● SET PROBLEM
Put the material below into a JSON list of strings, making each line its own string and dropping any blank lines.

● Records of labeled points

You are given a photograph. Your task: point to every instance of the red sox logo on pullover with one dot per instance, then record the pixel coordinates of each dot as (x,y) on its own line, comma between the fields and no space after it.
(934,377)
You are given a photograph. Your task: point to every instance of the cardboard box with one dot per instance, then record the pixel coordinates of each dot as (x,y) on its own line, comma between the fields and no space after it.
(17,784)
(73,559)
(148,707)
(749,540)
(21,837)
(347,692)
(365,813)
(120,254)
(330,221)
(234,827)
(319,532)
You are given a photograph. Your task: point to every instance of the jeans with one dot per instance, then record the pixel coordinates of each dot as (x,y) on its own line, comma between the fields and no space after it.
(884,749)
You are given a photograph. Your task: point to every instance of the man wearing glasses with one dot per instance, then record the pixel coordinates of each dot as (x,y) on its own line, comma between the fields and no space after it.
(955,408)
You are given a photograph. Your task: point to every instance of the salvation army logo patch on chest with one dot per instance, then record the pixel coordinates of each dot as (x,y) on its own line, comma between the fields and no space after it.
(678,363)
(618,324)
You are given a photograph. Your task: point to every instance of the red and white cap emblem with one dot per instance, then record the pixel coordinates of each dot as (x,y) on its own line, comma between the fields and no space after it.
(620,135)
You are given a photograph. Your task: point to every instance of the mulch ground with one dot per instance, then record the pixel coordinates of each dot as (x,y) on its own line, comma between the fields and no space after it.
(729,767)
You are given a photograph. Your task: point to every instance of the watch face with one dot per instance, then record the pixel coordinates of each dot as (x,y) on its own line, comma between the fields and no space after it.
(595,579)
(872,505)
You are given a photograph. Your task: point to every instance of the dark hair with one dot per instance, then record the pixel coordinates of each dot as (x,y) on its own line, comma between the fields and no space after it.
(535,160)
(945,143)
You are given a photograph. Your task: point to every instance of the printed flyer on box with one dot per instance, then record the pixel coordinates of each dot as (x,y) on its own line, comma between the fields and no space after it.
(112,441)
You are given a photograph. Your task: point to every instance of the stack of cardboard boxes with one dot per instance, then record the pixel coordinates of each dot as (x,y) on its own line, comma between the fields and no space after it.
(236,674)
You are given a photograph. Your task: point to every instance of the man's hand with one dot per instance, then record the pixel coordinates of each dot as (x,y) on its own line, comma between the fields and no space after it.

● EXERCISE SOLUTION
[
  "You are given a photograph. Your task: point to every instance of the red sox logo on pullover with one dot per instance, then record the pixel coordinates of each dot as (x,y) on its own line, comma between the fields and no space after it.",
  "(934,377)",
  "You are given a photograph. Your task: point to every instance of the cardboard box with one dot per instance, then record the pixel coordinates of each dot as (x,y) on its own line, comma between the fields and no space after it.",
  "(17,784)",
  "(73,559)",
  "(148,707)",
  "(749,540)",
  "(21,837)",
  "(347,692)",
  "(365,813)",
  "(120,254)",
  "(330,221)",
  "(234,827)",
  "(319,532)",
  "You are given a photograph. Your task: point to every instance of the jeans with one dot per instance, then record the pixel coordinates of each dot as (x,y) on its own line, comma between the fields and no space after it.",
  "(884,749)",
  "You are given a photograph. Your task: point to every instance of the man wearing glasses with one dot per instance, then record the pixel coordinates of each dot as (x,y) on its own line, comma between the fields and no space after it.",
  "(955,408)",
  "You are given a photograph. Your task: point to every instance of the salvation army logo patch on chest with one dot per instance, then record the pixel coordinates of each dot as (x,y) on its own line, comma between the fields and no space after it.",
  "(678,363)",
  "(618,324)",
  "You are given a photograph. Your task: point to every instance of the red and white cap emblem with one dot per instance, then record the pixel coordinates of each dot as (x,y) on its own line, comma between the fields and no space after it.",
  "(620,135)",
  "You are given a photograph. Your task: point to every instance of the mulch ground with one dot per instance, then record the pixel coordinates of each dot as (x,y) on its own line, comma between the fields and no space after it.",
  "(729,767)",
  "You are given a photograph. Your task: point to every instance of the watch face with one dot per instance, then record the pixel coordinates of each dot as (x,y) on its own line, comma between the fields and no space after it.",
  "(595,579)",
  "(872,505)",
  "You are given a photograph. Your task: point to every instance of the dark hair with one dot per instance, then record the pixel coordinates of each dot as (x,y) on its own line, comma between the fields and no space after it.",
  "(535,160)",
  "(945,143)",
  "You are given a photograph. Your task: point to every instance of the printed flyer on box with one dot per instance, then record the pixel coordinates of each dot as (x,y) on its own line, comma between the fields and no space after it.",
  "(112,441)",
  "You are given a photograph. Your task: point to every instance of the stack of cardboard boxes with one dot per instance, then record the pixel coordinates of each dot as (x,y) on its own line, comma between the fields and no space after it.",
  "(236,674)",
  "You are given a photograph. Your task: point to every instance of the man's hand with one dot per instance, then record the pixel coordinates of each dot as (x,y) on its own line, comma between the fields and no space after it."
]